Putin ‘Stalin’in polis devletini’ mi örnek alıyor?

Rusya Devlet Başkanı Vladimir Putin (Reuters)
Rusya Devlet Başkanı Vladimir Putin (Reuters)
TT

Putin ‘Stalin’in polis devletini’ mi örnek alıyor?

Rusya Devlet Başkanı Vladimir Putin (Reuters)
Rusya Devlet Başkanı Vladimir Putin (Reuters)

Rusya Devlet Başkanı Vladimir Putin’in Ukrayna’daki savaşı altıncı ayına girerken, Rus toplumunda büyük bir baskı yaşanıyor.
Ukrayna’daki ‘özel operasyonu’ protesto eden aktivistler gözaltına alınıyor. Rejim muhalifleri ve hatta izinsiz yabancı temasları olan sıradan vatandaşlar, Stalinist zamanlarda siyasi mahkumların işkence gördüğü ve idam edildiği Moskova’daki Lefortovo Hapishanesi’ne atılıyor.
Özel sınır ajanları, ülkeden ayrılmaya veya geri dönmeye çalışan Rusları sorguluyor ve korkutuyor. Ama bunu başaranlar bile güvende değil. Sürgündeki muhalifler bile soruşturuluyor ve Rusya’daki akrabaları rejim tarafından taciz ediliyor.
Foreign Affairs dergisinde yer alan analizde, Putin’e çok yakın bir kurum olan Federal Güvenlik Servisi’ne (FSB) odaklanıldı.
Putin, FSB için farklı ve kapsamlı bir misyon hazırladı.
Buna göre FSB, Rusya’nın Ukrayna’daki istihbarat operasyonlarının yanı sıra ülke içindeki güvenlik çabalarının ön saflarında yer alacaktı.

────

Yapılacaklar:
[a] Putin ve FSB konulu metne göre Foreign Affairs dergisindeki analiz hangi kuruma odaklanıyor?
[b] Putin ve FSB konulu metni son cümlesinden sonra sürdürün.

Kayıtlı veriler:
────

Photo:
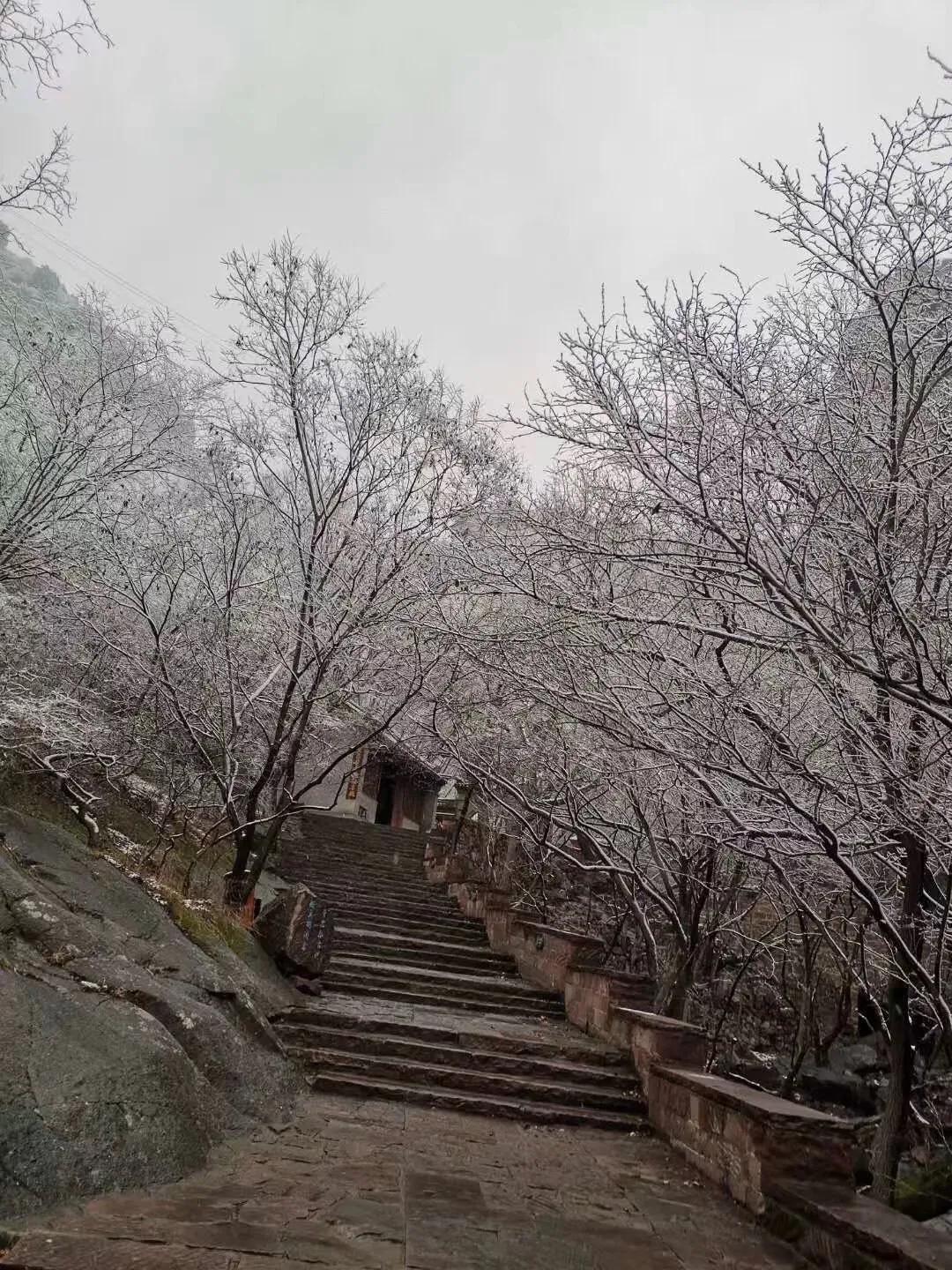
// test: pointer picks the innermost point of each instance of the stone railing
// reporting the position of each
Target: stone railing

────

Sonuçlar:
[a] Federal Güvenlik Servisi'ne (FSB).

[b]
FSB, şu an terörle mücadele birimi, karşı istihbarat servisi ve soruşturma departmanı aracılığıyla Rusya’daki yeni baskı hamlelerini yönetiyor.
Bu arada, FSB özel kuvvetleri ve karşı istihbarat servisi, işgal altındaki topraklarda ve ötesinde Ukraynalı askerleri hedef alan operasyonlar yürütüyor, Ukraynalı ajanları işe alıyor.
FSB ajanları Rusya’nın sınırlarında konuşlanmış durumda ve genellikle FSB’nin en yozlaşmış departmanı olarak kabul edilen Ekonomik Güvenlik Servisi, Rusya’nın ekonomik politikalarını uyguluyor.

Güvenlik dönüşümü
Önceki yılların büyük ölçüde gözetim odaklı teşkilatının aksine, FSB giderek daha acımasız bir devletin çok daha geniş bir kolu haline geldi.
İç topluma, dış ilişkilere ve orduya geniş kapsamlı erişimi olan FSB, KGB’ye daha az benzemeye başladı.
FSB şu an, 1930’ların ‘büyük temizlik operasyonlarını’ yürüten ve Soğuk Savaş’ın ilk yıllarına kadar Rus toplumu üzerinde demir bir duvar ören, Stalin’in kötü şöhretli gizli polisi NKVD’ye benzetiliyor.
Rus işgalinden önce FSB’nin görevi, hükümeti eleştiren gazetecileri ve muhalifleri gözetlemek ve onları ülkeyi terk etmeye teşvik etmekle sınırlıydı.
Ancak savaşın ardından FSB, sürgündeki Rusların ailelerini ziyaret ediyor.
Ayrıca, savaşın başında Rusya’yı terk eden ancak geri dönen Rus bilişim uzmanlarının FSB karargahına çağrıldıkları ve sorguya çekildiklerine dair haberler de var.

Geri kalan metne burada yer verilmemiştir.